- _Problem to solve_
Render the lines of data below as a JSON list of strings, one string per line, with blank lines omitted. Leave the pictures out of the answer.

[Lines of data]
◇ ◇ ◇

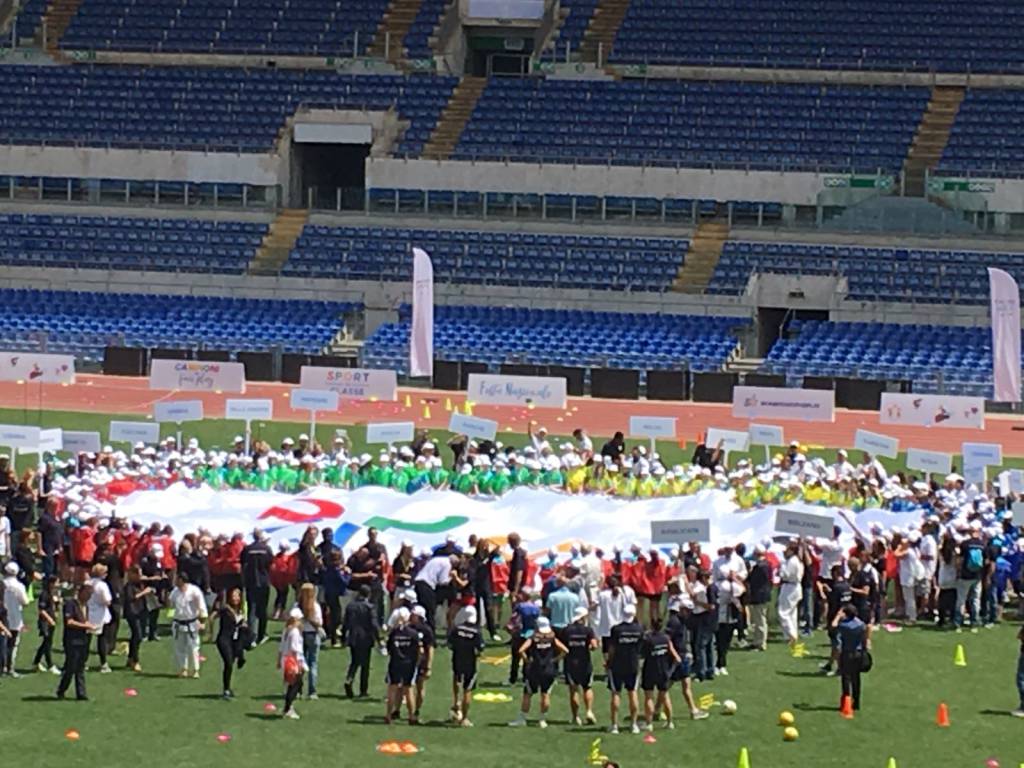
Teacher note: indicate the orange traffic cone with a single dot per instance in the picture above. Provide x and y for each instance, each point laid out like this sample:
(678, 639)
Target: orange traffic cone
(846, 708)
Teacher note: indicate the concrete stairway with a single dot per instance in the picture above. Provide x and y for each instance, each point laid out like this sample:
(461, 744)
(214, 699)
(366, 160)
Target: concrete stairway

◇ ◇ ◇

- _Task solution_
[
  "Teacher note: indicate the orange traffic cone with a single dot per instance in the picture above. Provide x and y for each instance, each point laid out like this sample:",
  "(678, 639)",
  "Target: orange traffic cone",
  "(846, 708)",
  "Teacher note: indicate the concrete stairway with a single dot per instance in the picture above. Provide x and y for each instance, each point laid out like this sample:",
  "(461, 744)",
  "(214, 699)",
  "(366, 160)",
  "Target: concrete stairway"
]